* [Recorded information]:
____

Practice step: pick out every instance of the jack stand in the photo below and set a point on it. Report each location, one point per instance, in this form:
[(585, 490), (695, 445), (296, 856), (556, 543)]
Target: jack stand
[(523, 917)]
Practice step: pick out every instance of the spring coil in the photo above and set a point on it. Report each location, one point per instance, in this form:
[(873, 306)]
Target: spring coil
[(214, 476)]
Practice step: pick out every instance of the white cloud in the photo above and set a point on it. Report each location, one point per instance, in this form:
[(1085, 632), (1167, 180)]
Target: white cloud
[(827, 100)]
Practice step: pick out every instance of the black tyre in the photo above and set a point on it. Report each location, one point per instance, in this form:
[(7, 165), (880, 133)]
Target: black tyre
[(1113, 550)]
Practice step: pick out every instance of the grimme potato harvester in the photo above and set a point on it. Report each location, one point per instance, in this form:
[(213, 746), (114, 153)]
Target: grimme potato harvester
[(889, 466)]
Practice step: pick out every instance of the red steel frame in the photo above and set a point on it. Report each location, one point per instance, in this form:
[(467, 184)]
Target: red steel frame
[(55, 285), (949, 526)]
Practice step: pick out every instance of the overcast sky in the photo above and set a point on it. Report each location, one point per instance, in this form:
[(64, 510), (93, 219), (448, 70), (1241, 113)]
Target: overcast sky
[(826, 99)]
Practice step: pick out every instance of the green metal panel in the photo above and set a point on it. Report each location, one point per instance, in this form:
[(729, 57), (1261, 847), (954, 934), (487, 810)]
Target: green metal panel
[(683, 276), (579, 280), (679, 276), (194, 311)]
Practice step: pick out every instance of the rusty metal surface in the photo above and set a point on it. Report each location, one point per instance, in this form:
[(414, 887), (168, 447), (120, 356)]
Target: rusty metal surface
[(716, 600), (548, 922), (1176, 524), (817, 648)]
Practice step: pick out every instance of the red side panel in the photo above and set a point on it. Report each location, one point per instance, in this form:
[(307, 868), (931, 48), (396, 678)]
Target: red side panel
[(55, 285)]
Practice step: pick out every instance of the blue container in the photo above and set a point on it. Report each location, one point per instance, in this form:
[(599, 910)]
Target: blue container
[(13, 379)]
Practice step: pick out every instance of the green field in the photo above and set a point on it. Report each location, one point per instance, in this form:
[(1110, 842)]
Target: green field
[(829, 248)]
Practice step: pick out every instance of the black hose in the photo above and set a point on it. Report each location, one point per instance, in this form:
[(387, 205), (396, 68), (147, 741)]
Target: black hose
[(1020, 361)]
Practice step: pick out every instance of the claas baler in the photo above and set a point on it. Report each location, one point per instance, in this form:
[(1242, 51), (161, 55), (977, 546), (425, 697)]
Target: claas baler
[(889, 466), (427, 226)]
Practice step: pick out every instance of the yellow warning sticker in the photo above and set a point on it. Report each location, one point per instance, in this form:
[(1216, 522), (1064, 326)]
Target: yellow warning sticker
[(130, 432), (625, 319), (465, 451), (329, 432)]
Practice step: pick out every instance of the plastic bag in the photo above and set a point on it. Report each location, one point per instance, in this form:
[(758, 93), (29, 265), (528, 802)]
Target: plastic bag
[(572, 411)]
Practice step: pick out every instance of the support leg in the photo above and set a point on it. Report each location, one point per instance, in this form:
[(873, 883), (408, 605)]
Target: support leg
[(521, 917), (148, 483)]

____

* [Exercise prompt]:
Print every record above exactly as it appears.

* [The answer]:
Practice step: pick out every instance of the jack stand in the photo below and set a point on it. Report each location, one point per instance, in this form:
[(585, 490), (695, 445), (296, 856), (556, 543)]
Target: jack stand
[(523, 917)]
Practice step: pick out every instance of the spring coil in the photo above and set a point on it. Report each location, one point per instance, in this form:
[(873, 306)]
Target: spring coil
[(214, 476)]
Practice step: pick out every instance of the white cloud in the photo above and set a point on it. Report each location, one point per instance, in this form:
[(1085, 632), (1167, 180)]
Target: white cloud
[(827, 100)]
Practice step: pick out every instance of the black tyre in the photo above and set a point on it. Report each location, one point per instance, in this form:
[(7, 165), (880, 133)]
Target: black tyre
[(1113, 550)]
Practice step: pick out every instance of the grimme potato harvester in the photo above and set a point on it. Report each location, one point per instance, in this form:
[(213, 746), (114, 153)]
Target: grimme potato harvester
[(889, 466)]
Practice step: pick out every instance of the red steel frame in the photo above and set a point on it. Report each location, one point per instance, in this form:
[(467, 184)]
Target: red steel frame
[(55, 285), (949, 526)]
Practice step: pick out every instance of the overcast sky in the photo above and set a point on it. Report each location, one point per instance, in this form:
[(64, 510), (93, 219), (448, 70), (1241, 113)]
Target: overcast sky
[(826, 99)]
Practice step: pick out every instance of the green metal panel in the photo above and set a point on it. Report each location, one point per instance, in this form:
[(729, 57), (1261, 847), (954, 934), (487, 810)]
Target: green metal panel
[(683, 276), (579, 280), (679, 276), (194, 311)]
Practice step: pick out every instance of the rusty metal surface in the photo above and set a point on it. Report each location, one point per instance, in this form:
[(414, 887), (168, 447), (120, 356)]
Target: rusty metal surface
[(716, 600), (548, 922), (1176, 524), (817, 648)]
Practice step: pick out every instance of the red side panel in the photo above and set a point on it. Report each location, one point per instance, in this form:
[(307, 868), (931, 48), (396, 678)]
Target: red side panel
[(55, 285)]
Practice step: pick out every instance of the blue container in the photo above and set a point on it. Report each location, one point per instance, in this form:
[(599, 910)]
Target: blue container
[(13, 379)]
Practice step: pick out every instance of the green field in the photo above and set a point on it. Report each location, one point per instance, in this form:
[(1110, 842)]
Target: green field
[(829, 248)]
Practice step: pick out every instance of the black hose in the photo above and set a point on it. Report each location, one point per instance, in this form:
[(387, 205), (396, 68), (147, 741)]
Target: black hose
[(1020, 361)]
Practice step: pick out every instance of the claas baler in the photo above and set a point on it. Report each location, one point per instance, in this form:
[(1242, 51), (161, 55), (977, 546), (425, 697)]
Target: claas baler
[(889, 466), (427, 226)]
Practice step: pick out every instance of the yellow warning sticker in the photo above and set a point on it. Report each location, one point per instance, in this form:
[(1216, 522), (1064, 326)]
Target: yellow warning sticker
[(130, 432), (625, 319), (465, 451), (329, 432)]
Practice step: pick out every instance of the plastic bag in the photo above and set a point on it. Report each location, one point per instance, in this form:
[(758, 93), (29, 265), (528, 802)]
Target: plastic bag
[(572, 411)]
Practice step: pick out every instance of the support leg in the photo above and set a point on it. Report each location, one point per instance, in this form:
[(873, 883), (408, 605)]
Target: support leg
[(521, 917), (148, 483)]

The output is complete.